Top of Exercise input
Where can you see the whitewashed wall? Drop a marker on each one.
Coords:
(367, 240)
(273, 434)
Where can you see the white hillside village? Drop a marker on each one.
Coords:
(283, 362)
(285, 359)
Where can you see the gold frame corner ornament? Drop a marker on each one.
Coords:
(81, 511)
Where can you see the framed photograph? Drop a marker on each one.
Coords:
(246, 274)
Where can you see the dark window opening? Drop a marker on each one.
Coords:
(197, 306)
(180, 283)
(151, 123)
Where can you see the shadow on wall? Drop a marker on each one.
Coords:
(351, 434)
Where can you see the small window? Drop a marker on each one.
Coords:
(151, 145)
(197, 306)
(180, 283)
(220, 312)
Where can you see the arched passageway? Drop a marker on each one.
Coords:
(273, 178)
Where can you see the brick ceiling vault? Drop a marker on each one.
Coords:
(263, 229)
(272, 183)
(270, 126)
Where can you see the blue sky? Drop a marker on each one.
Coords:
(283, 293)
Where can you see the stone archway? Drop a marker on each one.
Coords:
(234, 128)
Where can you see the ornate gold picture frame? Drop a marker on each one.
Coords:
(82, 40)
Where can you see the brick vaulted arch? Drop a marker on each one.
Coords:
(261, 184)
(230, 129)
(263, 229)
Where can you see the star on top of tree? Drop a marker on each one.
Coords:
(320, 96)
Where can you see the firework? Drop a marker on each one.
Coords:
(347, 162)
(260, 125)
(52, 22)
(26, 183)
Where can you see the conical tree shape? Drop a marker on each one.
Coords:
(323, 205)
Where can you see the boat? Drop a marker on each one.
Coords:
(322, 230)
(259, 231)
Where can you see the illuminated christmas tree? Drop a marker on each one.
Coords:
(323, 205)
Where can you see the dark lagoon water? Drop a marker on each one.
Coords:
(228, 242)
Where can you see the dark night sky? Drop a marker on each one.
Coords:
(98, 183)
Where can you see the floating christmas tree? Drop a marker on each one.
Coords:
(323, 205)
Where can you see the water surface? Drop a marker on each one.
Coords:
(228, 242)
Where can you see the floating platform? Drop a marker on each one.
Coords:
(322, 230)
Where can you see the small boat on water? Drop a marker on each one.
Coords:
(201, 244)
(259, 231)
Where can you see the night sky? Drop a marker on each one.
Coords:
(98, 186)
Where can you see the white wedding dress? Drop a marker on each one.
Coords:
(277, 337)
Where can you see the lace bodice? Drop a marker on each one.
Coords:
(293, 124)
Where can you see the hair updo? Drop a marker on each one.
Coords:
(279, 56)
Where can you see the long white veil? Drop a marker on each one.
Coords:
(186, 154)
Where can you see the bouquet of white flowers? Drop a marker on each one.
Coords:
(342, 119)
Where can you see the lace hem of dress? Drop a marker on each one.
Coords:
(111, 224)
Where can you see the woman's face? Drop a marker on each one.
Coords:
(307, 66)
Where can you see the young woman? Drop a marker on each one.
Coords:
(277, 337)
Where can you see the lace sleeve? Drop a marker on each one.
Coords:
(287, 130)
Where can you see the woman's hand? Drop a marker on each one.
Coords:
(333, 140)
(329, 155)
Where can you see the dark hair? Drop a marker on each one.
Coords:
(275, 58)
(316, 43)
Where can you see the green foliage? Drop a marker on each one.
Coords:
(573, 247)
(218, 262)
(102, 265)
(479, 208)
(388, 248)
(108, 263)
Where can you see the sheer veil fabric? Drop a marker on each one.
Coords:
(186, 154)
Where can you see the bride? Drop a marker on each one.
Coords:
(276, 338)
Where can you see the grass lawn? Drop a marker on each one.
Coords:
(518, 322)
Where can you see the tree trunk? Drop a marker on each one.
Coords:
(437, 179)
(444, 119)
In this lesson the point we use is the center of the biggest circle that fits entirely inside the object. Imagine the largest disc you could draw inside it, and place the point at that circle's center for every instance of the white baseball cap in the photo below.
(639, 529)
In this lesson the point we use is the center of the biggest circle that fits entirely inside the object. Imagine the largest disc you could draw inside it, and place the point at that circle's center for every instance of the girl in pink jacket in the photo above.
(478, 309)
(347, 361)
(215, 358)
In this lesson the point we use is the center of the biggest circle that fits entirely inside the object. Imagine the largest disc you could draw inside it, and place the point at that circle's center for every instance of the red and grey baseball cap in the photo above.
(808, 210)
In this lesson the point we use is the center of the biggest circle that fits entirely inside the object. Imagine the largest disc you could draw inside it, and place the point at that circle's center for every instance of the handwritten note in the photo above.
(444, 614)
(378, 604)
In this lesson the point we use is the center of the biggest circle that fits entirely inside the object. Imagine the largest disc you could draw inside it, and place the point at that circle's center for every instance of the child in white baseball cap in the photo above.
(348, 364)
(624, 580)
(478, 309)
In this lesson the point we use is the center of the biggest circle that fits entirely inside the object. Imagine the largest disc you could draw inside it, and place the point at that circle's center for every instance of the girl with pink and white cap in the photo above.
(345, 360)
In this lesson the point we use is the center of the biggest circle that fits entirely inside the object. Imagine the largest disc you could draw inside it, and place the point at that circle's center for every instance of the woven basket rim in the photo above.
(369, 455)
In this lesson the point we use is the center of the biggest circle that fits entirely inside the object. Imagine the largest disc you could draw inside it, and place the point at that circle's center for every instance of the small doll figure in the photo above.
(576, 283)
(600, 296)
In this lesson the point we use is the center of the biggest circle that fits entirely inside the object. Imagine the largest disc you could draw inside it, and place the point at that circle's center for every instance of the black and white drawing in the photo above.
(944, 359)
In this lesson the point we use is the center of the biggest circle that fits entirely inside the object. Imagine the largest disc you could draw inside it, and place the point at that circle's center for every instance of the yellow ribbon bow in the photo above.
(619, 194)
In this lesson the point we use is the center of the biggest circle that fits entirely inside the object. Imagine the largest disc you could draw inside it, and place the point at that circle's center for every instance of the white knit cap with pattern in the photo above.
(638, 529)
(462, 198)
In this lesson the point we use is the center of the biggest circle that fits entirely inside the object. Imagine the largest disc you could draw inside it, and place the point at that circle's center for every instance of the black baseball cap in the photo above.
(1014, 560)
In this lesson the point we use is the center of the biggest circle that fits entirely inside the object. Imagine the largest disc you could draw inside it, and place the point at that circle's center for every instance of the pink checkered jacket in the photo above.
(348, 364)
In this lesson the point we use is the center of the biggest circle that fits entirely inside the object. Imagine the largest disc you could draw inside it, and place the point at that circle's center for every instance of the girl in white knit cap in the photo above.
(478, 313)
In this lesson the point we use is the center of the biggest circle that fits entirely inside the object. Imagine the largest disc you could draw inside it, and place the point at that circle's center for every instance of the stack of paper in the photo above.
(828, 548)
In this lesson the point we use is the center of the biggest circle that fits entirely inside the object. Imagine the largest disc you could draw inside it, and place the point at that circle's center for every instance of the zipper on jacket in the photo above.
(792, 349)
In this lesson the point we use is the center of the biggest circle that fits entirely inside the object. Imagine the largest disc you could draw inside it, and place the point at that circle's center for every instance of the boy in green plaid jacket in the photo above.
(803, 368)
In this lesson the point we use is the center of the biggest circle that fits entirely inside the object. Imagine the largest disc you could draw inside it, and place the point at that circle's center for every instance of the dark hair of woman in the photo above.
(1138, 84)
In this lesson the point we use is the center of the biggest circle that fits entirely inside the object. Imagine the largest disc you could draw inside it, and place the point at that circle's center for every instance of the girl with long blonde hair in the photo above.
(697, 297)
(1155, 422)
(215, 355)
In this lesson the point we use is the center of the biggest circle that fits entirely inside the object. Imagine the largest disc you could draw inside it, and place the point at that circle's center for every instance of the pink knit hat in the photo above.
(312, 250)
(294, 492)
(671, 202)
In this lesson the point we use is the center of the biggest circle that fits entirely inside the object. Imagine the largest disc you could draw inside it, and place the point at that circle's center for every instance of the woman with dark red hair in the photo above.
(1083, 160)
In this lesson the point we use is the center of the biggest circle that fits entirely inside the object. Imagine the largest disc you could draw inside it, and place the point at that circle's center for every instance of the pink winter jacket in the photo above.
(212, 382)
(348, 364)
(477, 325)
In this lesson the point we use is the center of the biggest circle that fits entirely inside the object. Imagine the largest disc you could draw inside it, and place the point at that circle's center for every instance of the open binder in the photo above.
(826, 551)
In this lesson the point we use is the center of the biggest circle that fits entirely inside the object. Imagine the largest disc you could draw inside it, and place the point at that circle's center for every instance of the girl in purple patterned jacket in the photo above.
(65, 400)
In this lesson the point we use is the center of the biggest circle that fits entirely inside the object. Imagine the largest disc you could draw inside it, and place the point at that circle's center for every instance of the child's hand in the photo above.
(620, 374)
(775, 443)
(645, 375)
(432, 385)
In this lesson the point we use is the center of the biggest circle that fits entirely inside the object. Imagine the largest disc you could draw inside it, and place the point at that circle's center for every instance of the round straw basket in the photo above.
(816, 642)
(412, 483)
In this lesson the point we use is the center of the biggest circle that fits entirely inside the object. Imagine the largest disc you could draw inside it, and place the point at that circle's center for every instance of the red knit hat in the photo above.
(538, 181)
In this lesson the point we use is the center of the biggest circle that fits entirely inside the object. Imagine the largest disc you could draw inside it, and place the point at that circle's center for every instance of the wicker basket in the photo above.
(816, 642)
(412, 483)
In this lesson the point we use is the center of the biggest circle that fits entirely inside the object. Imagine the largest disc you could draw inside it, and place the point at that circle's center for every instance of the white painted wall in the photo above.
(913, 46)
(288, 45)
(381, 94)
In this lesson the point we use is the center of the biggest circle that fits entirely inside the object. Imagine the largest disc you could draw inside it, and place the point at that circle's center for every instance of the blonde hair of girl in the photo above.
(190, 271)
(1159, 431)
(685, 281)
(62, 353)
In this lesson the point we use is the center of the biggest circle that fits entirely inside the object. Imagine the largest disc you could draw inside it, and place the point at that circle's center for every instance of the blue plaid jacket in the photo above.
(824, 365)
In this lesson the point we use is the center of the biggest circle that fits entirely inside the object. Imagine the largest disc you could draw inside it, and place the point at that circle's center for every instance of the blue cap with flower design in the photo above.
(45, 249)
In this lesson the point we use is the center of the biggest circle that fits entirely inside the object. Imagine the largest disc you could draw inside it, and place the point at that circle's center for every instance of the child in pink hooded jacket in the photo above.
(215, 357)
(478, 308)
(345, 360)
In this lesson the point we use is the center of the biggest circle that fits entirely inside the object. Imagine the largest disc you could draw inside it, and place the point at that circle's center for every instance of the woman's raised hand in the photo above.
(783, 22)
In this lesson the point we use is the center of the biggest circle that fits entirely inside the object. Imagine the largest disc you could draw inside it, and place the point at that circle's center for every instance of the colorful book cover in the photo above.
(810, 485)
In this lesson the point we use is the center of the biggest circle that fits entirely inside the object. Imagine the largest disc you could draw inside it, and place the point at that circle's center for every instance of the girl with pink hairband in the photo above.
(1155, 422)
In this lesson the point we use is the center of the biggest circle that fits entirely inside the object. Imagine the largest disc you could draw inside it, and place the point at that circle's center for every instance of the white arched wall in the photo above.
Bottom of Exercise input
▶ What the exercise asks
Starting from the top of the records and ending at the line that contains "Where can you see the dark window", repeat each line exactly and return only those lines.

▶ Your solution
Where can you see the whitewashed wall? Drop a marker on each one.
Coords:
(367, 240)
(273, 434)
Where can you see the white hillside village? Drop a marker on each one.
Coords:
(283, 362)
(285, 359)
Where can you see the gold frame corner ornament? Drop a marker on each one.
Coords:
(81, 511)
Where can you see the framed photograph? Drop a marker on each one.
Coords:
(246, 274)
Where can you see the dark window opening? Drop a marker on each one.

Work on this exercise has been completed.